Excerpts from point annotation data:
---*---

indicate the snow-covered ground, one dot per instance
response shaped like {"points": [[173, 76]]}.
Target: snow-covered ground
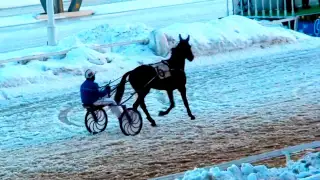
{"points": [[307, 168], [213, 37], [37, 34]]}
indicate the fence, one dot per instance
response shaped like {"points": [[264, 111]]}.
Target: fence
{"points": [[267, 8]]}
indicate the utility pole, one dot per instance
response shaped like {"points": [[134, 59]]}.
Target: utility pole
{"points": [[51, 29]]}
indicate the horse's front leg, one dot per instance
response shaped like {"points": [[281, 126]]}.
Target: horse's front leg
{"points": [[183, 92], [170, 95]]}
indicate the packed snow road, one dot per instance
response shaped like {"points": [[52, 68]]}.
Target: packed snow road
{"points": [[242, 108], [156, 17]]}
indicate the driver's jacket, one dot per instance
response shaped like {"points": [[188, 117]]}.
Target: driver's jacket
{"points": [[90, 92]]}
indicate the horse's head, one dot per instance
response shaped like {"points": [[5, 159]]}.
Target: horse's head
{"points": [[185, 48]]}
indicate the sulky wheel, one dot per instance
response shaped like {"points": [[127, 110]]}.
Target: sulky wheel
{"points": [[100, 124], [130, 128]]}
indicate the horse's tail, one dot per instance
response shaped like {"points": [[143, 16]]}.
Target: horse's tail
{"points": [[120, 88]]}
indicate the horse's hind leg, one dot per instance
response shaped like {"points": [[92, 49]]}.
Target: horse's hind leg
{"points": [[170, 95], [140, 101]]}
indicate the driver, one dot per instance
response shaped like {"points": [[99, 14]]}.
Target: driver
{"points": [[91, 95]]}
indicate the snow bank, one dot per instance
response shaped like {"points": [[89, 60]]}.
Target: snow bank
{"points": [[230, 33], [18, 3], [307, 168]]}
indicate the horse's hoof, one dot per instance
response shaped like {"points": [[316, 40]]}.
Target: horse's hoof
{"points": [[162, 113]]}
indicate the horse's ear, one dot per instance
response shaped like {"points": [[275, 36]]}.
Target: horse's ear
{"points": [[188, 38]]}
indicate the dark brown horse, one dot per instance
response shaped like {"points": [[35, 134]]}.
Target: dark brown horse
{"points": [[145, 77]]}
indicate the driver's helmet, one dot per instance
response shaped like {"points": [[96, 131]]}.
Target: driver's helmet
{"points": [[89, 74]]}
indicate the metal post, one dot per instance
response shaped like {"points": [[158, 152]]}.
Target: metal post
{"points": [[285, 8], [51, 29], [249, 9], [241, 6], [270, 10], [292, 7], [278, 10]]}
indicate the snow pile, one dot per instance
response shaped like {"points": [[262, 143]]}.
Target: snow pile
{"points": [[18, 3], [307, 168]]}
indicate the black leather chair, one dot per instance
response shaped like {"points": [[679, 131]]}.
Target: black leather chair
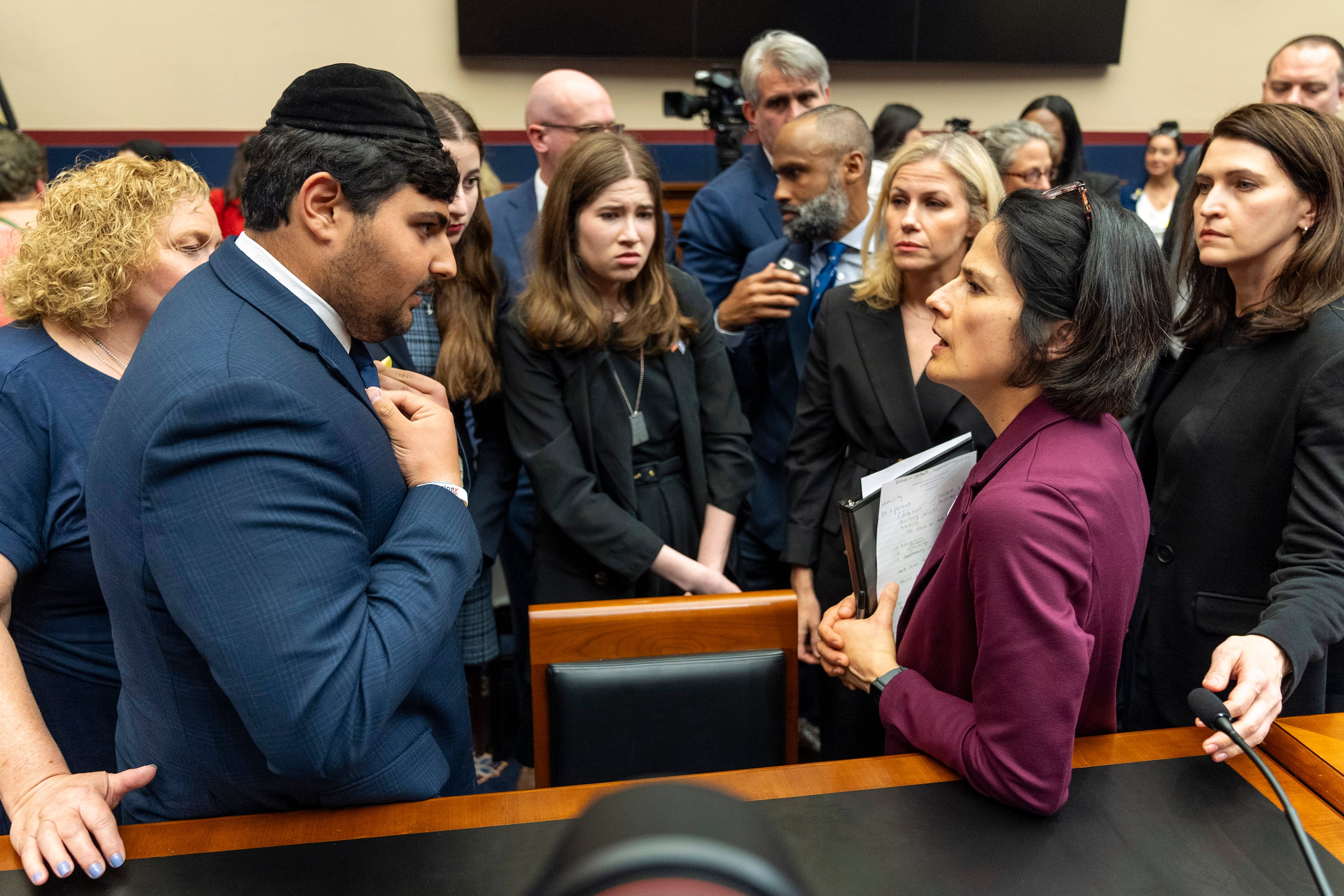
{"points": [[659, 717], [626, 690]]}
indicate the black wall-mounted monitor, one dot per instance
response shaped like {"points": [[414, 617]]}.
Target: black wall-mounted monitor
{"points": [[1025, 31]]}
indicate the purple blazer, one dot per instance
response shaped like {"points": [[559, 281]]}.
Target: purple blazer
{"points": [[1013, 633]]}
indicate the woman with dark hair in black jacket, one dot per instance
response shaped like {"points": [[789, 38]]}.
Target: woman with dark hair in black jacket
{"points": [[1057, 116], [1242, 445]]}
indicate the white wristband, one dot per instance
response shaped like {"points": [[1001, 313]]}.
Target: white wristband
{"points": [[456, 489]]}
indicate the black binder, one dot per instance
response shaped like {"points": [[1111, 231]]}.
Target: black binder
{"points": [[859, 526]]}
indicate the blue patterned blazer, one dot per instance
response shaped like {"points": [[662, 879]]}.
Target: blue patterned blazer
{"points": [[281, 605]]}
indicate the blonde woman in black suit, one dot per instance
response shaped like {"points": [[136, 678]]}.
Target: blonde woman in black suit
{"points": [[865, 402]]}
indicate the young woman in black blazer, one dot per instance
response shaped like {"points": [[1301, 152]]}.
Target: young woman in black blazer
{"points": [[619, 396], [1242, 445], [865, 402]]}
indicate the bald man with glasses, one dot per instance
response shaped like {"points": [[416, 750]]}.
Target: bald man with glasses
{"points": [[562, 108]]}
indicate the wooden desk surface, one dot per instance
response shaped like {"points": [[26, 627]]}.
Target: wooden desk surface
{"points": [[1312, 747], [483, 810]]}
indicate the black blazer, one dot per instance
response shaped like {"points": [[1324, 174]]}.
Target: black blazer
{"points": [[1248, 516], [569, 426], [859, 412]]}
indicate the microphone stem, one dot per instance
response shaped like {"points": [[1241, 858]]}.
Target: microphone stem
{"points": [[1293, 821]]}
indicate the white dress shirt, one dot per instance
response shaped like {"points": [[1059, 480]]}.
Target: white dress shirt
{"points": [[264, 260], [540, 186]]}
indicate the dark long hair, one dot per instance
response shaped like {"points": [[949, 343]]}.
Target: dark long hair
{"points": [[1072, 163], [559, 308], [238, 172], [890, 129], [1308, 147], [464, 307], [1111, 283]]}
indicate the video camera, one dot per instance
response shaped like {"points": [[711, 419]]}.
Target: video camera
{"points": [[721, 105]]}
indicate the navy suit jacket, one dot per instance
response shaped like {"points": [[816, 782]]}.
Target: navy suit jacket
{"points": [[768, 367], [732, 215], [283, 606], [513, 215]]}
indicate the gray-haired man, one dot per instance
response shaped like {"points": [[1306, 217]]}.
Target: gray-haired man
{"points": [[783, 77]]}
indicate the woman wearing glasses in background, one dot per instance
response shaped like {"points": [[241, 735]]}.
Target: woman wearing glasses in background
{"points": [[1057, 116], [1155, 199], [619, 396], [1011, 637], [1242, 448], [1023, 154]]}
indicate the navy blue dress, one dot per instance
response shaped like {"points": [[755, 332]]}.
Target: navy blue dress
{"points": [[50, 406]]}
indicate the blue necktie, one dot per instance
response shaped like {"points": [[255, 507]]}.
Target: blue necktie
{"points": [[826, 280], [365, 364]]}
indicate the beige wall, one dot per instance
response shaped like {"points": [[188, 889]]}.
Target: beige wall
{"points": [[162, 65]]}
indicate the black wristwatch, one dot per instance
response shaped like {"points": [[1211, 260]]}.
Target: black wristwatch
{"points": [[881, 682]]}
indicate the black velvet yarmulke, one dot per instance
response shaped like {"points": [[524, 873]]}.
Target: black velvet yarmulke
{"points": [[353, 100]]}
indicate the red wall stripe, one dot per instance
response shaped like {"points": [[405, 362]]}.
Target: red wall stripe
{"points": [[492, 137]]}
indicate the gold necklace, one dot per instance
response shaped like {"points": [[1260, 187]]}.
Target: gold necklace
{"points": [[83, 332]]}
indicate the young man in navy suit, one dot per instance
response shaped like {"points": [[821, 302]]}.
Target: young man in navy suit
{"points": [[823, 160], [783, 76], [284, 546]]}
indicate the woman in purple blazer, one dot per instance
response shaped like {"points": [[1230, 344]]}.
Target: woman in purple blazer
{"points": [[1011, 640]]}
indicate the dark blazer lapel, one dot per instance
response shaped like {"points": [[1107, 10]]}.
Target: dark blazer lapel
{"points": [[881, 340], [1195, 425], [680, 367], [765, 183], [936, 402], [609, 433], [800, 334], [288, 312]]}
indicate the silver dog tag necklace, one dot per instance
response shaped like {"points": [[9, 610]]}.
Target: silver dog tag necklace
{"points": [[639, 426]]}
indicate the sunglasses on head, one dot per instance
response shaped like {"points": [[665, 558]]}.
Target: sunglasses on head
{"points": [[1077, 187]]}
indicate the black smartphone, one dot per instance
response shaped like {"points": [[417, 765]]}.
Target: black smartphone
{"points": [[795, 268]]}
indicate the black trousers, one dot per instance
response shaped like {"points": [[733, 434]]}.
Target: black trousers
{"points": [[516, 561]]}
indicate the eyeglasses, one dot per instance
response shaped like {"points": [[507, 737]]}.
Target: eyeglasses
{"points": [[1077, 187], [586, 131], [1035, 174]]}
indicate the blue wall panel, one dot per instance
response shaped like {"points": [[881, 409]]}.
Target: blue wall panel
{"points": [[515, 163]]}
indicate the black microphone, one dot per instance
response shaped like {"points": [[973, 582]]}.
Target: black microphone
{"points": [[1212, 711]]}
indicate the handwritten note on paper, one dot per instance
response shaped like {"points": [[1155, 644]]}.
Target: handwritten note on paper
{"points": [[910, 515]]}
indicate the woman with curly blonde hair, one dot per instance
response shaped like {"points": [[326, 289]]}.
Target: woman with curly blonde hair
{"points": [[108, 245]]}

---*---

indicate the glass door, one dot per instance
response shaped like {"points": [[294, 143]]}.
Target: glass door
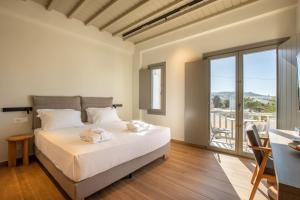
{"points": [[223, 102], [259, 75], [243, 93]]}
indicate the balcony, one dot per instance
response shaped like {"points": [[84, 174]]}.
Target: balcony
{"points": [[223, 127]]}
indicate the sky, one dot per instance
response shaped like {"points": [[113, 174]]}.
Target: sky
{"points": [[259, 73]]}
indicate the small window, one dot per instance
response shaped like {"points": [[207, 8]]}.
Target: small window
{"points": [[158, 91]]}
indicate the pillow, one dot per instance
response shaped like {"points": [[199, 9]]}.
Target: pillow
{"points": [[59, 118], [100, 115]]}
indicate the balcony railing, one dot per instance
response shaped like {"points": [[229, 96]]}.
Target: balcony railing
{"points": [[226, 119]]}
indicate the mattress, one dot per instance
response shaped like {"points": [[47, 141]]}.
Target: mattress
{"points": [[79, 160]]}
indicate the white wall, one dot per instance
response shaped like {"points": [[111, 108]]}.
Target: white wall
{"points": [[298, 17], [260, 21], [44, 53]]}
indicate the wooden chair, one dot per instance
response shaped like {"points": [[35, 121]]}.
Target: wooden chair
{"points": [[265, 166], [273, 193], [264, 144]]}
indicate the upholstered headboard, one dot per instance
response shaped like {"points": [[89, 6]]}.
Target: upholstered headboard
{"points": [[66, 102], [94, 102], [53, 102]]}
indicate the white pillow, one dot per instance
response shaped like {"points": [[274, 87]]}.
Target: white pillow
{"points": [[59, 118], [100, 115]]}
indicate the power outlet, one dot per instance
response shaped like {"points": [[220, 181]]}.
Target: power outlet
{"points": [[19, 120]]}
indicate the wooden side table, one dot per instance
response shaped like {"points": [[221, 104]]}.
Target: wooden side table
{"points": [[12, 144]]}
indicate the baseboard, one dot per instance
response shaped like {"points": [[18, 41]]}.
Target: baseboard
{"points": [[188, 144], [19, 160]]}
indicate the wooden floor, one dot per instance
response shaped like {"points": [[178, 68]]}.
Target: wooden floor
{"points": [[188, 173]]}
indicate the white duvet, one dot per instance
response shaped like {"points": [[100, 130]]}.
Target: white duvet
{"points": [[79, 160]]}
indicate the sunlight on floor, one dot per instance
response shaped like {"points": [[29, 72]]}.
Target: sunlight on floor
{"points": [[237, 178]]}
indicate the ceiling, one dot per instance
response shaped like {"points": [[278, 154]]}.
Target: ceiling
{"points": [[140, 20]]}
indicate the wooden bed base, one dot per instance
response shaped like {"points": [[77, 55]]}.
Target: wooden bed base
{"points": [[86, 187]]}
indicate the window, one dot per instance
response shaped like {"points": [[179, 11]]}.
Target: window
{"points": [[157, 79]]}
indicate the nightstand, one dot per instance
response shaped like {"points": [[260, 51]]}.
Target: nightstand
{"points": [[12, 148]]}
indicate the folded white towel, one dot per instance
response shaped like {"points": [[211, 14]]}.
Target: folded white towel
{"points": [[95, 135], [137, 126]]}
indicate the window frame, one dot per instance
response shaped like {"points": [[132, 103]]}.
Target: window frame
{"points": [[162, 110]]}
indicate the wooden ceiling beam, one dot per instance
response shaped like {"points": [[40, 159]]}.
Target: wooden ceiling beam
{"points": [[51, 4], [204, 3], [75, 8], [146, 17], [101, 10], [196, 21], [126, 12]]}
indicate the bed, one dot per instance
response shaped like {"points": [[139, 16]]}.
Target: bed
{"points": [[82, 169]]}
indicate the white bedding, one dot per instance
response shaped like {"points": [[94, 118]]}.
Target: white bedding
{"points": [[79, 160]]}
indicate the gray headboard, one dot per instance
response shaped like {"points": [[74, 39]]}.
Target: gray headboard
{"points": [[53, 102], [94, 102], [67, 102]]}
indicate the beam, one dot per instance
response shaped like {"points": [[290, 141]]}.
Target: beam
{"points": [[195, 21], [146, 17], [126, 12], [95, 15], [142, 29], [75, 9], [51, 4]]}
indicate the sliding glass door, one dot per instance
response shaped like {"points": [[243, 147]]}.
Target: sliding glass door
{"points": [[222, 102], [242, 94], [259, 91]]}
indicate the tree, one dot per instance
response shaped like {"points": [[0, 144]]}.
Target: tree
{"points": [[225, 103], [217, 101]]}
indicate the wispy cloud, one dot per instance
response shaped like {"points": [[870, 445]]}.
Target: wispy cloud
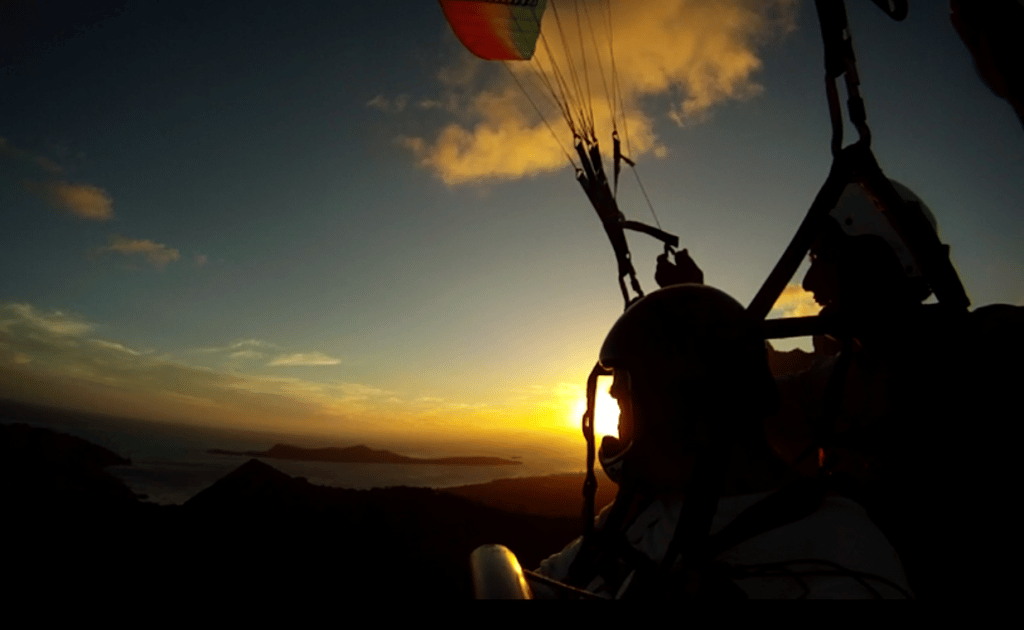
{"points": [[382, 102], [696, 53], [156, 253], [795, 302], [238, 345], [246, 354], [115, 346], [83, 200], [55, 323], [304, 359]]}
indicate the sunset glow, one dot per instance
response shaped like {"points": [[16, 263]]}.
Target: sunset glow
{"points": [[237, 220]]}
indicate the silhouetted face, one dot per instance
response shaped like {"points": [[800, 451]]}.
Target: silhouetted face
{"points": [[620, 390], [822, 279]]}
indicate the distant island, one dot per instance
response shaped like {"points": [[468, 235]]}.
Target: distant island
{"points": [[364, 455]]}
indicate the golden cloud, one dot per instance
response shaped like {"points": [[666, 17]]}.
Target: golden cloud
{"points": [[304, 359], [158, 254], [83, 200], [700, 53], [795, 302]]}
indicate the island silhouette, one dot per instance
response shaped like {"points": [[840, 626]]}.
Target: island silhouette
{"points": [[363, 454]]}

---*---

Stated goal: Show every line of the records above that contains the word "bald", copying each one in full.

Completed task:
indicate the bald man with glasses, one dot per instance
Target: bald man with glasses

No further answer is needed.